EXTRACTED TEXT:

How to understand the search pattern that regex defines?
Summary
Regex stands for Regular Expression. It’s written in plain English, and you can search through large amount of data by using characters.
In the following table of contents you can go and learn more about a specific branch of regex.
Table of Contents
- Components
- Anchors
- Recursive
- Quantifiers
- OR Operator
- Character Classes
- Flags
- Grouping and Capturing
- Bracket Expressions
- Greedy and Lazy Match
- Boundaries
- Back-references
- Look-ahead and Look-behind
- Author
Components
Single Characters
All from the keyboard.
except
`(^ . [ $ ( ) | * + ? { \)`
// this are operator characters //
Wild Card
The period by itself .
It matches everything, but \n (newline).
Bracket Expressions
Represents a character set.
It's an exact target string. [' and ']
Control characters
A backslash, \,
followed by one of the characters
`a, b, f, n, r, t, v`
Escape character sets
Special sequences set.
\d is a digit character: [0-9]
\w is word (program identifier) character:
[A-Za-z0-9_]
Anchors
Special sequences that match an empty substring:
^ matches at the beginning of the target string
$ matches at the end of the target string
\b = word boundary.
Recursive
Any regular expression surrounded by parentheses is an atom:
( regular_expression )
Quantifiers
To generate unbounded matching possibilities and other matching amount specifications.
An atom can optionally be followed by one of these quantifiers:
* represents 0 or more occurrences of the atom
+ represents 1 or more occurrence of the atom
? represents 0 or 1 occurrences of the atom
{n} represents n ocurrences of the atom
{m,n} represents m and n of the atom
OR Operator characters:
(^ . [ $ ( ) | * + ? { \)
Character Classes
This defines the type of character.
Flags
Consists of a pattern and optional flags.
regexp = new RegExp("pattern", "flags");
Grouping and Capturing
A way to treat multiple characters as a single unit.
(regex)
// Allowing to apply regex operators to the entire regex group.
Bracket Expressions
s a list of characters enclosed by:
[ ' and ' ]
Greedy and Lazy Match
'Greedy' means match longest possible string.
'Lazy' means match shortest possible string.
Boundaries
Is a position between
\w and \W (non-word char)
At the beginning or the end of a string if it begins or ends (respectively) with a word character.
Back-references
A backreference in regex identifies a previously matched group and looks for exactly the same text again.
Look-ahead and Look-behind
Also known as “lookaround”
(?!) - negative lookahead
(?=) - positive lookahead
(?<=) - positive lookbehind
(?<!) - negative lookbehind
(?>) - atomic group
bar(?=bar) finds the 1st bar ("bar" which has "bar" after it)
bar(?!bar) finds the 2nd bar ("bar" which does not have "bar" after it)
(?<=foo)bar finds the 1st bar ("bar" which has "foo" before it)
(?<!foo)bar finds the 2nd bar ("bar" which does not have "foo" before it)

AIM: Copy word for word the passage of the regex guide that begins with the words "regexp = new" and ends with "longest possible string.". Base your work on the regex guide and nothing else.

[A series of records]
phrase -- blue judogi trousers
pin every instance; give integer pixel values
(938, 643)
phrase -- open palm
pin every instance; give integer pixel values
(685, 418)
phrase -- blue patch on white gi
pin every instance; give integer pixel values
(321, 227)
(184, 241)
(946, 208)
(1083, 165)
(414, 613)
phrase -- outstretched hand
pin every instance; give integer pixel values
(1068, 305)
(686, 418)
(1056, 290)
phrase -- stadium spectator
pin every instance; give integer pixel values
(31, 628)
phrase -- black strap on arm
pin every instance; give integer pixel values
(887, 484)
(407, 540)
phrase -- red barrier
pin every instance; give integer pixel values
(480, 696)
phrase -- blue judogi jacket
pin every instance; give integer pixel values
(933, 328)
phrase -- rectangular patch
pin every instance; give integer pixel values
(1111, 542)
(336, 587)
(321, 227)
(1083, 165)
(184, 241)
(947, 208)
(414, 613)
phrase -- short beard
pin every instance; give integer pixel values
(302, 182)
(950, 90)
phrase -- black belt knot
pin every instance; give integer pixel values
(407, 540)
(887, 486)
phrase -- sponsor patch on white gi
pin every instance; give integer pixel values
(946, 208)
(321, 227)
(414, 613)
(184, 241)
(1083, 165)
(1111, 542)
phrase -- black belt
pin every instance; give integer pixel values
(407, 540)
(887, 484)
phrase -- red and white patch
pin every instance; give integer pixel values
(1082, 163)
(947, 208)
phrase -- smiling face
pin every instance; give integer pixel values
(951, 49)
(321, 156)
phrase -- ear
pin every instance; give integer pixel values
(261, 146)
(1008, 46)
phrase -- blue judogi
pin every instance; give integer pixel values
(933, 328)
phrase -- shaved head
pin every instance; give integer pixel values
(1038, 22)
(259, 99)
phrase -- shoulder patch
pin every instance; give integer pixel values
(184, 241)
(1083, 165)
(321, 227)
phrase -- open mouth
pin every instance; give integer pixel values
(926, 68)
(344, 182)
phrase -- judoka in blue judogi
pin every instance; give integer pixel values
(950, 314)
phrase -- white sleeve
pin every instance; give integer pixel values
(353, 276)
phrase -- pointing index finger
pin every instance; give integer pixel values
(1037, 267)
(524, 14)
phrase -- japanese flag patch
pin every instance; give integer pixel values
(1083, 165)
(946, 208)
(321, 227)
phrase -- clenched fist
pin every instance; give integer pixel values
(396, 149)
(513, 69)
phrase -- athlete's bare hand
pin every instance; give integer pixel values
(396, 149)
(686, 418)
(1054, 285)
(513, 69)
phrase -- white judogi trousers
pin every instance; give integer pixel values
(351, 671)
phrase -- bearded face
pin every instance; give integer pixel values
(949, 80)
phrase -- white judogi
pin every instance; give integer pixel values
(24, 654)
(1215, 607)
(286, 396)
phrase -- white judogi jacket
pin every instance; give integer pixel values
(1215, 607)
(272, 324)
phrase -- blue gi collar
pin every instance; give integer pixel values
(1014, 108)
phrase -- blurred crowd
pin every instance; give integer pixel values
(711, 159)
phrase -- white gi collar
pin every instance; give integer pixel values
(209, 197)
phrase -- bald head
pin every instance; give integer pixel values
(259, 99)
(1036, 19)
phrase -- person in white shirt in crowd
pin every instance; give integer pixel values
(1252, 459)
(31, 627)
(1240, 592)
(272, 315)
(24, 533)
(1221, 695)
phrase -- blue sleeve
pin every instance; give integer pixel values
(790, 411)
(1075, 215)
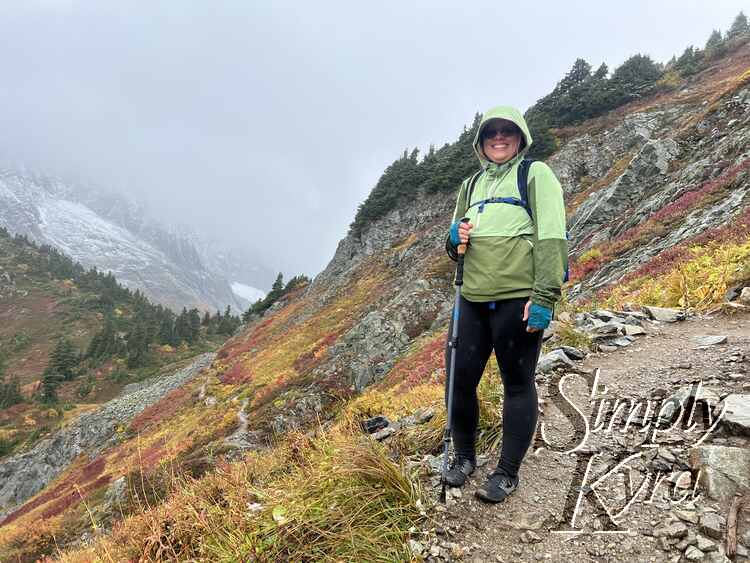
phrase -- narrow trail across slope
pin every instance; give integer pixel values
(538, 522)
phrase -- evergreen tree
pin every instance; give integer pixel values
(182, 326)
(740, 29)
(277, 287)
(48, 389)
(167, 330)
(138, 348)
(715, 46)
(687, 64)
(194, 325)
(10, 391)
(104, 343)
(633, 79)
(227, 325)
(63, 359)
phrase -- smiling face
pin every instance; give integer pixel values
(501, 140)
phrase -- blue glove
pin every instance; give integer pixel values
(455, 241)
(539, 316)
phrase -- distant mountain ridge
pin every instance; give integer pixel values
(98, 228)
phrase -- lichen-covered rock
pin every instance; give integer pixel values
(25, 474)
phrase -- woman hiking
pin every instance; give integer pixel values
(514, 267)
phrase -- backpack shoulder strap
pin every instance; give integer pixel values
(472, 183)
(523, 184)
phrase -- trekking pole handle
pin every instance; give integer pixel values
(461, 251)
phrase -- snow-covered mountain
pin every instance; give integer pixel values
(101, 229)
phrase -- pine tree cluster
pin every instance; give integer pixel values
(132, 324)
(580, 95)
(278, 290)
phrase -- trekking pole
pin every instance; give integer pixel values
(453, 343)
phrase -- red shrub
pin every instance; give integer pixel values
(236, 374)
(165, 408)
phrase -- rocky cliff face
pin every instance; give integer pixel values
(648, 162)
(103, 230)
(25, 474)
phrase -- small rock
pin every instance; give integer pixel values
(416, 547)
(573, 353)
(664, 544)
(709, 340)
(737, 414)
(530, 537)
(383, 434)
(712, 525)
(686, 515)
(552, 360)
(673, 530)
(687, 541)
(372, 425)
(664, 315)
(723, 470)
(424, 415)
(705, 544)
(633, 330)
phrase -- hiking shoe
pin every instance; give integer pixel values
(498, 486)
(458, 471)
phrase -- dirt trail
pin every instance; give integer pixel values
(528, 525)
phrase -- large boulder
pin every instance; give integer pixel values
(723, 470)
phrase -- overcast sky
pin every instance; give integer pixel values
(265, 122)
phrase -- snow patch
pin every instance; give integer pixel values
(250, 293)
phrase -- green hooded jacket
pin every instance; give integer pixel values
(509, 255)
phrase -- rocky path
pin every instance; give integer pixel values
(650, 507)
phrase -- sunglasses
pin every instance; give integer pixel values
(504, 130)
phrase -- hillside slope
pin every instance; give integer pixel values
(101, 230)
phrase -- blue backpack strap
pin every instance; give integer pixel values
(472, 183)
(523, 184)
(510, 200)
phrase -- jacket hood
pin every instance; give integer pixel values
(511, 114)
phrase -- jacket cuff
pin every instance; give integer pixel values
(450, 249)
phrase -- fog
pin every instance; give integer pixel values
(265, 124)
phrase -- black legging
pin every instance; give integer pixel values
(480, 330)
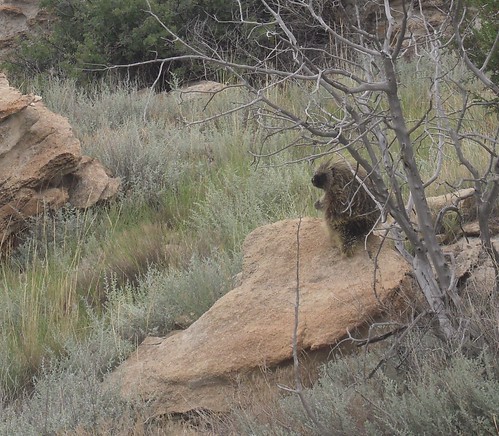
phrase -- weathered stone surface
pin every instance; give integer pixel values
(41, 163)
(252, 326)
(91, 183)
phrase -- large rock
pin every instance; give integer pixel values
(41, 163)
(252, 326)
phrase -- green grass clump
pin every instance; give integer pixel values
(422, 392)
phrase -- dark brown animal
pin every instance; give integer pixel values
(349, 211)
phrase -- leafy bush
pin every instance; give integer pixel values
(69, 395)
(483, 18)
(423, 392)
(172, 298)
(88, 35)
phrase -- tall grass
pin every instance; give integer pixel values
(84, 288)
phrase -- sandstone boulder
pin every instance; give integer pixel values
(41, 163)
(252, 326)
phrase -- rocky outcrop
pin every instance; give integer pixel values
(41, 163)
(252, 326)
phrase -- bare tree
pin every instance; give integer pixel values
(354, 104)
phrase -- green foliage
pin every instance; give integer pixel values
(68, 393)
(424, 393)
(84, 284)
(88, 35)
(483, 17)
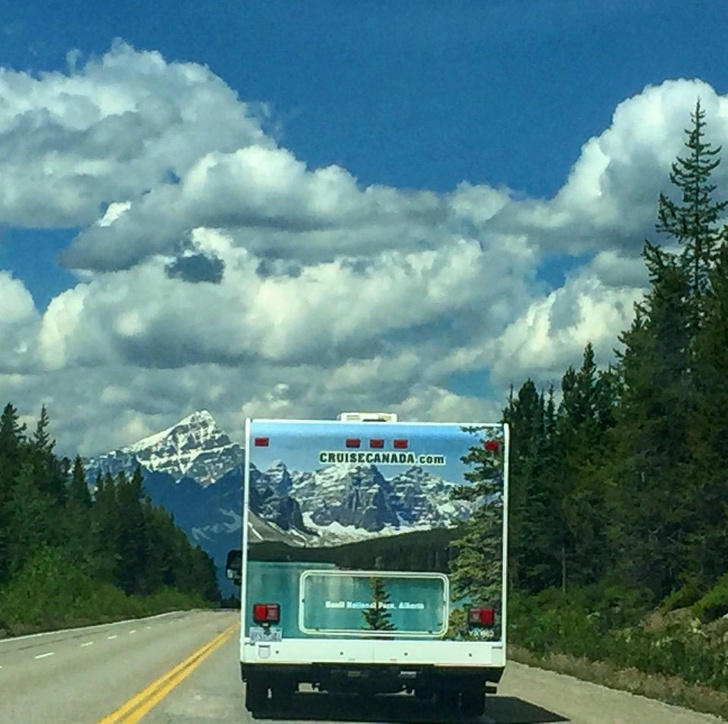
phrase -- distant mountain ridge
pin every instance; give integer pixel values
(195, 471)
(194, 448)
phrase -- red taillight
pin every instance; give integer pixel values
(481, 617)
(266, 613)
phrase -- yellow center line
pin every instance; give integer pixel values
(140, 704)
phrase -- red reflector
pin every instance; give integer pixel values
(266, 612)
(481, 617)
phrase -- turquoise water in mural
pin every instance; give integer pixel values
(320, 599)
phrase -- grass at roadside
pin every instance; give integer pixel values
(669, 689)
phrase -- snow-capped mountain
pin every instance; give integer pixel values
(344, 503)
(195, 471)
(193, 448)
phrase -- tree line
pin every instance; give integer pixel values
(618, 501)
(625, 480)
(54, 528)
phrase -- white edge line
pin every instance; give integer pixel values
(89, 628)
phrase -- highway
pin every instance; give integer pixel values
(183, 668)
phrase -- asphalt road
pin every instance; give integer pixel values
(183, 668)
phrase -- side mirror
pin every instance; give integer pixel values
(234, 566)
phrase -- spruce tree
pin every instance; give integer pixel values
(377, 616)
(694, 222)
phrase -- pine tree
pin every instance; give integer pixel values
(693, 223)
(584, 417)
(78, 491)
(377, 617)
(476, 570)
(650, 449)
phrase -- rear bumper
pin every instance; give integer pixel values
(405, 676)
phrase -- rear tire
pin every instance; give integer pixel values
(472, 702)
(282, 695)
(256, 695)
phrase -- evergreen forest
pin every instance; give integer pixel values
(68, 557)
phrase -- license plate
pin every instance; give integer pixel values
(258, 633)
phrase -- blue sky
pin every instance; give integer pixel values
(290, 209)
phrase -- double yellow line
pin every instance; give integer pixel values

OUTPUT BELOW:
regexp = new RegExp("pattern", "flags");
Grouping and Capturing
A way to treat multiple characters as a single unit.
(regex)
// Allowing to apply regex operators to the entire regex group.
Bracket Expressions
s a list of characters enclosed by:
[ ' and ' ]
Greedy and Lazy Match
'Greedy' means match longest possible string.